> What this exercise asks:
1) Translate this sentence from the BP article into Spanish: "According to BP’s management, the group enjoyed its best quarter since 2014 as underlying replacement cost profit rose by 71% to $2.6bn."
2) Carry on the article about BP's stock with a few more sentences, starting right after its last one.

-- BEGIN Article --

British multinational oil and gas company, BP, is this week’s stock of the week. Amid the recent oil price rally, the group has acquired the rewards from the fertile environment. According to BP’s management, the group enjoyed its best quarter since 2014 as underlying replacement cost profit rose by 71% to $2.6bn.

The group’s upstream division had its most impressive performance since the last time oil prices were above $100 a barrel as production increased to 3.7 million barrel of oil equivalent (BOE), an upsurge of 6% compared to the same period last year. Such success is on account of the increase in new projects and plant reliability.

Average realised oil prices of around $67 a barrel, much higher than in 2017, was also of major help. Investors should also acknowledge that in its refining business, the company seems to have done well too, while the industry as a whole is facing challenging conditions.

It is important to note that the share price has now surpassed the price of 2014 before the time when oil started its slide from $100 a barrel. This fact signifies the substantial changes made to the group through measures such as offloading low returning assets, cutting costs and capital expenditures.

Favourable conditions such as the improving demand for oil as the major global economies enjoy synchronised growth, significant new oil and gas finds, and the divergence from controversies such as the Deep Water Horizon disaster, have increased BP’s confidence about the future.

-- END Article --
-- BEGIN Dataset --

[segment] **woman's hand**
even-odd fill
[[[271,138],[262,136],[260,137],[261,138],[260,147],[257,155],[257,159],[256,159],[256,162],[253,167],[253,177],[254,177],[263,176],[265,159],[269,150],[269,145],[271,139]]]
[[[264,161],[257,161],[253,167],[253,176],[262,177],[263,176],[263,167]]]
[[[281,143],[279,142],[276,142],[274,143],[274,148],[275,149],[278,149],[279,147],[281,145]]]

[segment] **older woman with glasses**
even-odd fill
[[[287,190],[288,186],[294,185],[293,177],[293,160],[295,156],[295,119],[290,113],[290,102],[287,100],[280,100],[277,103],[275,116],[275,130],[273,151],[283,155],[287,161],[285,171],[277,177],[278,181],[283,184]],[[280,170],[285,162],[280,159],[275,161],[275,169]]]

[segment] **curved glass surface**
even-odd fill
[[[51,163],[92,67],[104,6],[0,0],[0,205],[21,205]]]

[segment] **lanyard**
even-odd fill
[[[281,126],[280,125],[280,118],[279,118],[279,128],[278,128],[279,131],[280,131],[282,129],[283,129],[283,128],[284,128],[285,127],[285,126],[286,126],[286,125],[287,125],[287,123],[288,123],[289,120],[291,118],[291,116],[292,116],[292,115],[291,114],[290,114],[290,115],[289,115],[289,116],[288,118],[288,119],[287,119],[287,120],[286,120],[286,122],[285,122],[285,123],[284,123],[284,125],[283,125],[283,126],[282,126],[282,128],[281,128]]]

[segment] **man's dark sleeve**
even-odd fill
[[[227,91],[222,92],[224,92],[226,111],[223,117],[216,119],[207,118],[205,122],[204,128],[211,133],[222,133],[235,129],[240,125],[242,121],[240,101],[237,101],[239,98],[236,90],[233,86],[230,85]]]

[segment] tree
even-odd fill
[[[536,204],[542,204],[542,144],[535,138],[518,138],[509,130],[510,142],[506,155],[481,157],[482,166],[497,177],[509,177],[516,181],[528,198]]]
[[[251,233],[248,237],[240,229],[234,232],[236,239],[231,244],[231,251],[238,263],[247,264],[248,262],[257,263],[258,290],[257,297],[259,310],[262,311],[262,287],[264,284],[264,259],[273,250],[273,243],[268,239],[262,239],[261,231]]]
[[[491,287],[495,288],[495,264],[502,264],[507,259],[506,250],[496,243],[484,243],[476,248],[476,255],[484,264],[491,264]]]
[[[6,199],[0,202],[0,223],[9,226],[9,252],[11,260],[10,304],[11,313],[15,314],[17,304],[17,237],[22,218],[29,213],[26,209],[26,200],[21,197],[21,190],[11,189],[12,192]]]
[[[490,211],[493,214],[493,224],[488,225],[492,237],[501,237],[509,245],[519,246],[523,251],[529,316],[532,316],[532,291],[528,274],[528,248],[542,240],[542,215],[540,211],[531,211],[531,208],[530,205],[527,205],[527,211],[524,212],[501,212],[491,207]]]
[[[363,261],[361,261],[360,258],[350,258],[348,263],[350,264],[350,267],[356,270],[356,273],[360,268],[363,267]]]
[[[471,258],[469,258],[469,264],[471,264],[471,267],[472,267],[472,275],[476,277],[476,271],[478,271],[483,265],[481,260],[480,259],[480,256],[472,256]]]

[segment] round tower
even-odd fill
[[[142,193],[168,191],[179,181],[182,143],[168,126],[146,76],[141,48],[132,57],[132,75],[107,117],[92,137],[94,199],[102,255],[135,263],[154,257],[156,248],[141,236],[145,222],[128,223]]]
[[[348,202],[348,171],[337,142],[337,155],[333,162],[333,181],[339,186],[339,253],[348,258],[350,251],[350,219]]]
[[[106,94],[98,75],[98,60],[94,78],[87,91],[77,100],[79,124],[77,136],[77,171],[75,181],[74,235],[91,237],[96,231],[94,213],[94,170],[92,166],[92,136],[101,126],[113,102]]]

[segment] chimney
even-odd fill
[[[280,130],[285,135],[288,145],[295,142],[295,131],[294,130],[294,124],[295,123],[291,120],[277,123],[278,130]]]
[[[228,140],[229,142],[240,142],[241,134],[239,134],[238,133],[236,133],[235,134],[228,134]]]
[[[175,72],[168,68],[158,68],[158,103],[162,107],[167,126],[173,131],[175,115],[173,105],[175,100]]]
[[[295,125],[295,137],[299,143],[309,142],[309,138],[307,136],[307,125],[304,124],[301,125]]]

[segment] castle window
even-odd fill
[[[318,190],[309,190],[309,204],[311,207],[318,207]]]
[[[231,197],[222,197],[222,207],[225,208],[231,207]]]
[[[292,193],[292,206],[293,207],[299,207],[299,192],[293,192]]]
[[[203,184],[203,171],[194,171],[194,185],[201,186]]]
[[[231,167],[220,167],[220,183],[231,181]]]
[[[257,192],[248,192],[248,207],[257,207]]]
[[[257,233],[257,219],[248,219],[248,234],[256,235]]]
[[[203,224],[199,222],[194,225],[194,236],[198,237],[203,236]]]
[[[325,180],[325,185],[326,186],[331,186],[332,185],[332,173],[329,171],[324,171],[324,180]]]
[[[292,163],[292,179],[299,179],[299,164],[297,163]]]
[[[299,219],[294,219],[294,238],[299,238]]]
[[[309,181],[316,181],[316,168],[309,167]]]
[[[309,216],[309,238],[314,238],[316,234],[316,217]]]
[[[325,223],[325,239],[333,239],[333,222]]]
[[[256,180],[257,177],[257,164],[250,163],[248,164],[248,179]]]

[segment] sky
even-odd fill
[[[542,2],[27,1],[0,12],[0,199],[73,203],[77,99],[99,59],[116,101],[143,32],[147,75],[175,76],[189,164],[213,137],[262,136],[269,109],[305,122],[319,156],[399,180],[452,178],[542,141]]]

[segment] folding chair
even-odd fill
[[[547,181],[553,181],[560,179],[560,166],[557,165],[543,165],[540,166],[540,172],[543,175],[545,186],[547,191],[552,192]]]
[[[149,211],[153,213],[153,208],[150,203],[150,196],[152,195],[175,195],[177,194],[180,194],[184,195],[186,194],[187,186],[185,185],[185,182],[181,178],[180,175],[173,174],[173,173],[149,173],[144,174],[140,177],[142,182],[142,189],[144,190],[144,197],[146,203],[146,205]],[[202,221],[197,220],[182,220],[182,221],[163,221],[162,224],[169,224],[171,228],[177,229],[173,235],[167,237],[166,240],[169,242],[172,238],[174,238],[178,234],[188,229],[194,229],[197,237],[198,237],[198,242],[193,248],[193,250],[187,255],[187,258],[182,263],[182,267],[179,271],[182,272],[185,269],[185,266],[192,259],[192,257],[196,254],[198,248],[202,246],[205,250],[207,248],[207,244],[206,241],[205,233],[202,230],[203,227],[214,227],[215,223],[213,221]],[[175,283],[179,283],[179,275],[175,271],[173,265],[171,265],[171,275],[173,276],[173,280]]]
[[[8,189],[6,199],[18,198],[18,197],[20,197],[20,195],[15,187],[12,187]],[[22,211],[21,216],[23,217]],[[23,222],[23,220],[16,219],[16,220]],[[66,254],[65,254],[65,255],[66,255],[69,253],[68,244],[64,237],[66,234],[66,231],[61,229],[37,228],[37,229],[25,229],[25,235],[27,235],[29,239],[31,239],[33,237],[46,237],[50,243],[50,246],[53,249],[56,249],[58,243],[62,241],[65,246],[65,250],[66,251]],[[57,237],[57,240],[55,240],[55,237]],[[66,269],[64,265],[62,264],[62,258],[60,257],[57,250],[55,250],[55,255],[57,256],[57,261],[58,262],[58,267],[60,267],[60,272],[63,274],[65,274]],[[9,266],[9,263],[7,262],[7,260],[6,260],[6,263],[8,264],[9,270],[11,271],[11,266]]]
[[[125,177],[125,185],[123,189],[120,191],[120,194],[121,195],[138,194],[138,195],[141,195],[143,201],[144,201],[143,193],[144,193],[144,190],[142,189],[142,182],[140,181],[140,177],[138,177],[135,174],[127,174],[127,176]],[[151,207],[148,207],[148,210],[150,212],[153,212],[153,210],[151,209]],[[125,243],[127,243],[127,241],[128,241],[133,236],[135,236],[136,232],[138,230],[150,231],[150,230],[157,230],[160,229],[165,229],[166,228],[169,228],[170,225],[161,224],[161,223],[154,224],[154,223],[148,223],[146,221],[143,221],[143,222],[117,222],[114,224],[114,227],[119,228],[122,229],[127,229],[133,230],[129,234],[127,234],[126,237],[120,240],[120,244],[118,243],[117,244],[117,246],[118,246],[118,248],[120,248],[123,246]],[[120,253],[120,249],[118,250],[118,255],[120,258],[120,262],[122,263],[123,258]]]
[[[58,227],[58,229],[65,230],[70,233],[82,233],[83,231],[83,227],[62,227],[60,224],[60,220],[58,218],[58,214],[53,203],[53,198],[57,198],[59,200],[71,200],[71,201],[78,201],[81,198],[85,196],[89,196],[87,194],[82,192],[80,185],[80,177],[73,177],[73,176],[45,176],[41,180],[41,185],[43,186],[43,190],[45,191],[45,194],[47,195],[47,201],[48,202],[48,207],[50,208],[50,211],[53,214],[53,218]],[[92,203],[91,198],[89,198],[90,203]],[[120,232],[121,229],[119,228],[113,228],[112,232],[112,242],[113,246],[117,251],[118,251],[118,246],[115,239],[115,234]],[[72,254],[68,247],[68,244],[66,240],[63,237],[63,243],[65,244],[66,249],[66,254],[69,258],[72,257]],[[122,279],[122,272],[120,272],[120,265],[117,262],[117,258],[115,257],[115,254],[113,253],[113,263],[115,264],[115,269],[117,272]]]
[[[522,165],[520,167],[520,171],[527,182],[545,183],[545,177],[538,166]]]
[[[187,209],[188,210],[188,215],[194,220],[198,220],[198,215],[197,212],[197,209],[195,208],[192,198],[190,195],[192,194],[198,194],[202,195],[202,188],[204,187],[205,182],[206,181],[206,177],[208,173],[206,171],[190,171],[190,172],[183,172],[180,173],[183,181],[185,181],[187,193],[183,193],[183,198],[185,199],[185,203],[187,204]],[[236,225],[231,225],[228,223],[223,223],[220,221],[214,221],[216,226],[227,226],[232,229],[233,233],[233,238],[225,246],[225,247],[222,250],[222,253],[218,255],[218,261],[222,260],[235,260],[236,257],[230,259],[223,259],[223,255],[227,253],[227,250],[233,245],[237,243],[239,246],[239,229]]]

-- END Dataset --

> In response:
1) Según la dirección de BP, el grupo tuvo su mejor trimestre desde 2014, ya que el beneficio subyacente a coste de reposición aumentó un 71 %, hasta 2.600 millones de dólares.

2)
Consequently, major project investments have become a feature again; BP’s Atoll project in Egypt has started production during the last quarter and it has made final investment decisions on four other projects in Oman, India and the North Sea.

Fluctuating circumstances could prove to be challenging nevertheless; these investments will challenge the oil producer’s target of keeping its gearing ratio at between 20-30% and higher global production capacity could limit oil price rises and spikes.

The quarterly dividend yield has been maintained at 10c, giving investors an attractive yield in excess of 5%. With oil price hitting three-year highs and the group successful restructurings made, we maintain our ‘buy’ recommendation for BP for investors seeking a balanced return, willing to accept a low to medium level of risk.